Short problem: Collect each line of the listing below that contains the word "soldier".
· · · ·
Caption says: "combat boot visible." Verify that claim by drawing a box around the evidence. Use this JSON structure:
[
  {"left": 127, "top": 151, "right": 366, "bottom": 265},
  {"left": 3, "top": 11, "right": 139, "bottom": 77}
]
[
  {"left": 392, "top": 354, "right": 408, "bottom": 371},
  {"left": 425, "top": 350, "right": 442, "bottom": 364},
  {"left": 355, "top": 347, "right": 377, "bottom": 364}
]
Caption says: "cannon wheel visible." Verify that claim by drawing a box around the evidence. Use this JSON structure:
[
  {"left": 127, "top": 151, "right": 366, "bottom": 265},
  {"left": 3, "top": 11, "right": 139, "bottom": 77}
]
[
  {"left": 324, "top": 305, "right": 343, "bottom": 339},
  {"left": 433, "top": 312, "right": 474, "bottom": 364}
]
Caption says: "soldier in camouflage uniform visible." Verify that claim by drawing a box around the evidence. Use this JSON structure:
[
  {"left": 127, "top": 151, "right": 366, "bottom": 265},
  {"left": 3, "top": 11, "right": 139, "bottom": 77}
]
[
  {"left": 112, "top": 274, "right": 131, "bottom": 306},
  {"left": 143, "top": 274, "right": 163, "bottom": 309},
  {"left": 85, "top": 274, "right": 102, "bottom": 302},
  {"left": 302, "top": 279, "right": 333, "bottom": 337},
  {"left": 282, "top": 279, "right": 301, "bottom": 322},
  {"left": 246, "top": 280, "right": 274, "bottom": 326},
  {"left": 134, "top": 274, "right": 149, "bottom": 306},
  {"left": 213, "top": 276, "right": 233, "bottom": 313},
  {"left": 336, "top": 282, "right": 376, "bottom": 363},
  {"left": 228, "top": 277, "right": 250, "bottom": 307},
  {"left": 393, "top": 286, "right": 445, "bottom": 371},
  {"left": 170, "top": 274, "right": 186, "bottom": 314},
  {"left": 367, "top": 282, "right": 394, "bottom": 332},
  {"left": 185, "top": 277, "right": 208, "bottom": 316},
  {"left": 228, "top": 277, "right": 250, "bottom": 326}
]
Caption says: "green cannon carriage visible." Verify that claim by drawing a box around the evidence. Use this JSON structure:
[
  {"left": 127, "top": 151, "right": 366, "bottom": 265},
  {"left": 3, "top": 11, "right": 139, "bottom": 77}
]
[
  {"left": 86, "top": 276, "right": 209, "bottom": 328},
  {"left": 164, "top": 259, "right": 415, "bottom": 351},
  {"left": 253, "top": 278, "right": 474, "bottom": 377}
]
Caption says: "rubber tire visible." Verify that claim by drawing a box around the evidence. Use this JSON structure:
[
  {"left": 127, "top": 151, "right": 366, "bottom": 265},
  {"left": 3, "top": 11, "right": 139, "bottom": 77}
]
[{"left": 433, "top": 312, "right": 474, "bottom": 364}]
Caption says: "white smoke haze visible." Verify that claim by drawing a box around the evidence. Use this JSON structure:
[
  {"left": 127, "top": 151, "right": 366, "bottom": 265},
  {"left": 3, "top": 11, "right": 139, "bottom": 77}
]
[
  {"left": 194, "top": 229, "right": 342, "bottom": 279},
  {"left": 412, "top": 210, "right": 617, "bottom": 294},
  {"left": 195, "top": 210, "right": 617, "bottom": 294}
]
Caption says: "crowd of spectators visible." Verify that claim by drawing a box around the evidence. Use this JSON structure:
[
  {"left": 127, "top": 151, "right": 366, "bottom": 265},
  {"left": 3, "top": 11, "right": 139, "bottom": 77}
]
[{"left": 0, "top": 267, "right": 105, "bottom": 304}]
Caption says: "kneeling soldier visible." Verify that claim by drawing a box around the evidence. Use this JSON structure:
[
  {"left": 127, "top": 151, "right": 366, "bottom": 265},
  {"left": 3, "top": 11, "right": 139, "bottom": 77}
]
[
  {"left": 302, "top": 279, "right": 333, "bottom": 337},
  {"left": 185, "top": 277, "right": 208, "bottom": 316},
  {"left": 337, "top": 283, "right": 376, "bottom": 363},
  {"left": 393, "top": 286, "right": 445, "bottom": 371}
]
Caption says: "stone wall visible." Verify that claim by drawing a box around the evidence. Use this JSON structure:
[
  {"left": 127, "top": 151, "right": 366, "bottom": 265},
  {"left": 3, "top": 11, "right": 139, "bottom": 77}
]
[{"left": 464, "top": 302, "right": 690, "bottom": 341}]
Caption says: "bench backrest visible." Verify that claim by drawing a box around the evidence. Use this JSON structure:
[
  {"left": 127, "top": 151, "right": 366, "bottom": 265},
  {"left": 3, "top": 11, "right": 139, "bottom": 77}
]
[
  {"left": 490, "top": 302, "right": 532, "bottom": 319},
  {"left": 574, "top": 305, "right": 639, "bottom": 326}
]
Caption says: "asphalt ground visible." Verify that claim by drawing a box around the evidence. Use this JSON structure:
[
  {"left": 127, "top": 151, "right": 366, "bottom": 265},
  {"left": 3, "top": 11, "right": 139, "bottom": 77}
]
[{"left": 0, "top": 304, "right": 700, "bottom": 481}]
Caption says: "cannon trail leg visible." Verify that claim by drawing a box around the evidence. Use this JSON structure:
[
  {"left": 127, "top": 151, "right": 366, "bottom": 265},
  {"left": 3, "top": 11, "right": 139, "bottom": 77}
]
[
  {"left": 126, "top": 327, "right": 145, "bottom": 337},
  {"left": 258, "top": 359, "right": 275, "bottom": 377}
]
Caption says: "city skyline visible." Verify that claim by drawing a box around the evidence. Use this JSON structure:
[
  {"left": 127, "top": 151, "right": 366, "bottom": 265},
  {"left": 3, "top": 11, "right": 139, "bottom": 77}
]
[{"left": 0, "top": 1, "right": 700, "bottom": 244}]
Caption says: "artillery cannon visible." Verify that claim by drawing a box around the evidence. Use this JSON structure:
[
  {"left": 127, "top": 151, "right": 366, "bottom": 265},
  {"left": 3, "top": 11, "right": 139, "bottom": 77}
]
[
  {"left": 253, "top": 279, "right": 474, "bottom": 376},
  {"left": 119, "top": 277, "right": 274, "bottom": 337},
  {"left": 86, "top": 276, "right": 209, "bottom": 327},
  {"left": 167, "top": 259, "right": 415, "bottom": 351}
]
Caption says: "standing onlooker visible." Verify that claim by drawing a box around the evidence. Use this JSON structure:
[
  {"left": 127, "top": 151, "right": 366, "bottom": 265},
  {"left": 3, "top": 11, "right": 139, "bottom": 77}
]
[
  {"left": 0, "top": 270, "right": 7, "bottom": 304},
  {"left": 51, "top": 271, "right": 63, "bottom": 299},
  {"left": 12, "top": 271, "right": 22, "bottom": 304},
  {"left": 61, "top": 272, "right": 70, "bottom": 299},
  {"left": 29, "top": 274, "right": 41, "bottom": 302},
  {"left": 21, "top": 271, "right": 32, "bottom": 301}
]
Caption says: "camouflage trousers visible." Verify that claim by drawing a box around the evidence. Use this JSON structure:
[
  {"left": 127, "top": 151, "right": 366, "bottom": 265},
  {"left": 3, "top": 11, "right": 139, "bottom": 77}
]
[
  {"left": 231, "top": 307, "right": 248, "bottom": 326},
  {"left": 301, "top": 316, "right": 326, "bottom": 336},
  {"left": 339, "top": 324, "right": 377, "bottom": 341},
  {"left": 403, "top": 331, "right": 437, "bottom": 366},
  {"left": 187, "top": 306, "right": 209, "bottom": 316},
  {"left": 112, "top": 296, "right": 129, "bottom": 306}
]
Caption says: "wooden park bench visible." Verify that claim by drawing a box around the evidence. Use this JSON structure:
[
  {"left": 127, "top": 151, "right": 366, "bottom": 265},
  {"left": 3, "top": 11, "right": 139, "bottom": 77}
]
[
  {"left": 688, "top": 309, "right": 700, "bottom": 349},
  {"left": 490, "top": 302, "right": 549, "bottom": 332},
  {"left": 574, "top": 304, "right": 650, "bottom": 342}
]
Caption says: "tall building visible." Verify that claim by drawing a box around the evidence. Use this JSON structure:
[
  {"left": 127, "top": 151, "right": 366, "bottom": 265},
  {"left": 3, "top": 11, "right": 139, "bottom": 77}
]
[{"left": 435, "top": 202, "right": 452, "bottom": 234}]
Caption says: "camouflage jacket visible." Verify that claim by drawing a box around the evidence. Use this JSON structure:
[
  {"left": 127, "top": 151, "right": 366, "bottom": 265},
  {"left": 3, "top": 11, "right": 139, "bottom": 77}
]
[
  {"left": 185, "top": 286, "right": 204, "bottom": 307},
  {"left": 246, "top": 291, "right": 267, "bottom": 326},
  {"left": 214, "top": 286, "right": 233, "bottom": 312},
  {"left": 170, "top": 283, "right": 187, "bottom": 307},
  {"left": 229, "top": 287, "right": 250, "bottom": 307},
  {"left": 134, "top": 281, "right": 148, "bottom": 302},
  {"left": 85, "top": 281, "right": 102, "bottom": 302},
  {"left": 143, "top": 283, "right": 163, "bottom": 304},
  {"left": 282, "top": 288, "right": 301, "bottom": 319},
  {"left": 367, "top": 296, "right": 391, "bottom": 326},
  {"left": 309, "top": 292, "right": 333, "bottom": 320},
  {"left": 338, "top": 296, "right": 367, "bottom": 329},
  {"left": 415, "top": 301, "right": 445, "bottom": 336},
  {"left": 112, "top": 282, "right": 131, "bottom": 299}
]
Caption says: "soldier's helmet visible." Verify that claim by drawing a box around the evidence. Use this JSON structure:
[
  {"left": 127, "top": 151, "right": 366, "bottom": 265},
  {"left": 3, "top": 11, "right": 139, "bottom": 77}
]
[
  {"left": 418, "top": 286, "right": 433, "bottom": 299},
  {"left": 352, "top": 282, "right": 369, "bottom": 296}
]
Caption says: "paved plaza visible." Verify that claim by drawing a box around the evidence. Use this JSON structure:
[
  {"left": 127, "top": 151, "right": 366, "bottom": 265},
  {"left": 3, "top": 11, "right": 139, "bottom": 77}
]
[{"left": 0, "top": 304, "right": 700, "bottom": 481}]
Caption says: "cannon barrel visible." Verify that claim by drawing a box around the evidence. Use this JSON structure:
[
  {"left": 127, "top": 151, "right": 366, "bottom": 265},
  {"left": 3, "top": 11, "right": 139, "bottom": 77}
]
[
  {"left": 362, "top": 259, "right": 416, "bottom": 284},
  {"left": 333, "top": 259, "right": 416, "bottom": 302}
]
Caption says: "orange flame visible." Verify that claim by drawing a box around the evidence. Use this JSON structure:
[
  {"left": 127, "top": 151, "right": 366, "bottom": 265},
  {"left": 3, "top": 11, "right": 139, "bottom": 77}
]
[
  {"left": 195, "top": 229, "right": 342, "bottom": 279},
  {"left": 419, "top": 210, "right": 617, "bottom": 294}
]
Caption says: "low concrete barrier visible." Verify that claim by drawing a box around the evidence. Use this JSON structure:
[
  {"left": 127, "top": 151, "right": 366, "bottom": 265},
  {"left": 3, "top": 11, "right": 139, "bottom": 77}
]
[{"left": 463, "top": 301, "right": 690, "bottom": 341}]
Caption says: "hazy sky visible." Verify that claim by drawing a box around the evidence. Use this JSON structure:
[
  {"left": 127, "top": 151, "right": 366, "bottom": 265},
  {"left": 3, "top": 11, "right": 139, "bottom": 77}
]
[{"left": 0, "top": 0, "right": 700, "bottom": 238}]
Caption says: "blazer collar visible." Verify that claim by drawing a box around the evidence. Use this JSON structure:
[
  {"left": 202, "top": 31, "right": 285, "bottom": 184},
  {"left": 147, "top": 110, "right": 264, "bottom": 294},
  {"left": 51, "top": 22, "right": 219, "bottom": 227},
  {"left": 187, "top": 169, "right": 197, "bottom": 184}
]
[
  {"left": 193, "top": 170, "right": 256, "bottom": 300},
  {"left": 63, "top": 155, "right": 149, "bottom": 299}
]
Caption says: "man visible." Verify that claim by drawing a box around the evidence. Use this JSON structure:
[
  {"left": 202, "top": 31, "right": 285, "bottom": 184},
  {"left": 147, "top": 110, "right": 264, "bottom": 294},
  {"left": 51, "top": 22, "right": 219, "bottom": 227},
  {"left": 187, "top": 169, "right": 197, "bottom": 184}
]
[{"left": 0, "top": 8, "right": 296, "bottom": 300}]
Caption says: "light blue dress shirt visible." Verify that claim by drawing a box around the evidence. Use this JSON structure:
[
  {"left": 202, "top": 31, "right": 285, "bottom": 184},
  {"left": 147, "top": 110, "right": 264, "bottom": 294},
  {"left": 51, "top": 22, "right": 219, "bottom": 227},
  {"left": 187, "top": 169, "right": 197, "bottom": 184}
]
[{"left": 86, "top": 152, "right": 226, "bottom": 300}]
· · · ·
Output for this exercise:
Caption says: "soldier in camouflage uniform visible." Verify that claim by drawing a box around the evidence. Use this JSON structure:
Caption says: "kneeling soldier visible." Verify that claim by drawing a box around the evidence. Use this JSON structure:
Caption says: "soldier's helmet visible." Verify that claim by drawing a box around the evidence. Use this JSON structure:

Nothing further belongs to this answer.